++++ KUTIPAN TERPILIH ++++

Thursday 29 May 2008

Mewaspadai Kriminalisasi terhadap DPRD

Boby Lukman Piliang
Peneliti Politik dan Parlemen Lokal YHB Indonesia Centre



Pertengahan bulan lalu, seorang anggota DPRD Kabupaten dari salah satu propinsi di Jawa Tengah bertanya kepada saya, apakah seharusnya dia membayar semua hutang yang timbul akibat penerimaan Tunjangan Komunikasi Intensif (TKI) dan Bantuan Operasional Pimpinan (BOP) berdasarkan PP 37 tahun 2006, sementara uang yang diterimanya itu sudah habis terpakai untuk masyarakat (konstituennya), sementara PP 21/2207 yang merupakan revisi dari PP 37/2006 itu mewajibkannya untuk mengembalikan semua tunjangan yang diterimanya (anggota DPRD tersebut-pen).

Sejujurnya saya mau menjawab tidak perlu, karena sampai saat ini perdebatan tentang keberadaan PP 21/2007 tentang pasal krusial pengembalian TKI serta BOP masih berlangsung. Bukan karena saya memprovokasi para anggota dewan itu untuk melawan pada hukum yang berlaku, namun perlu juga sedikit membangkitkan nyali mereka untuk melawan sesuatu tindakan yang menempatkan mereka pada posisi sebagai pesakitan.

Saya tidak hendak membahas lebih jauh tentang PP 21/2007 pasal per pasal, atau juga membahas soal PP 37/2006 atau juga tentang provokasi saya terhadap anggota DPRD yang bertanya kepada saya dalam berbagai kesempatan. Sama sekali tidak, bukan aturan atau masalah tersebut yang akan saya bahas dalam tulisan ini. Namun dibalik itu, ada satu point penting perlu dicermati oleh para anggota DPRD Propinsi, DPRD Kabupaten/kota menjelang akhir masa jabatan yang tinggal dalam hitungan bulan ini akan berakhir.

Kalau boleh disebut mengingatkan akan kenangan pahit di beberapa DPRD dan khususnya bagi DPRD Sumbar dan juga beberapa DPRD lainnya di belahan wilayah Indonesia yang mengalami frase menyakitkan sebagai terdakwa korupsi, saya hanya ingin memberikan sedikit gambaran tentang bahaya kirminalisasi terhadap DPRD di akhir masa jabatan.

++++ DATA YANG DIBERIKAN ++++

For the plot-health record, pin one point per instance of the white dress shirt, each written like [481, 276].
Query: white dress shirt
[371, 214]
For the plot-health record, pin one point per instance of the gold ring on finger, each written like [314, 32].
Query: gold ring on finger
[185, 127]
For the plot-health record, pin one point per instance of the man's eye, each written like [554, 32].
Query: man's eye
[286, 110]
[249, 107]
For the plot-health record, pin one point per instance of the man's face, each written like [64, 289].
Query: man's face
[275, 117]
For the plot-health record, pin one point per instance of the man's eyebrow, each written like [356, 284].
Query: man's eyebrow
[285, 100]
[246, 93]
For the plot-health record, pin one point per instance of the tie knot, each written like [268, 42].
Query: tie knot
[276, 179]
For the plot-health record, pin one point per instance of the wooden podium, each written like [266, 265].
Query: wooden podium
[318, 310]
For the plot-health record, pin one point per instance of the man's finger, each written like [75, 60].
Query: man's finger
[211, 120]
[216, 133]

++++

KERJAKAN INI
Dalam artikel tentang kriminalisasi terhadap DPRD, apa kepanjangan dari TKI dan BOP?

HASIL TUGAS INI
TKI adalah Tunjangan Komunikasi Intensif, dan BOP adalah Bantuan Operasional Pimpinan.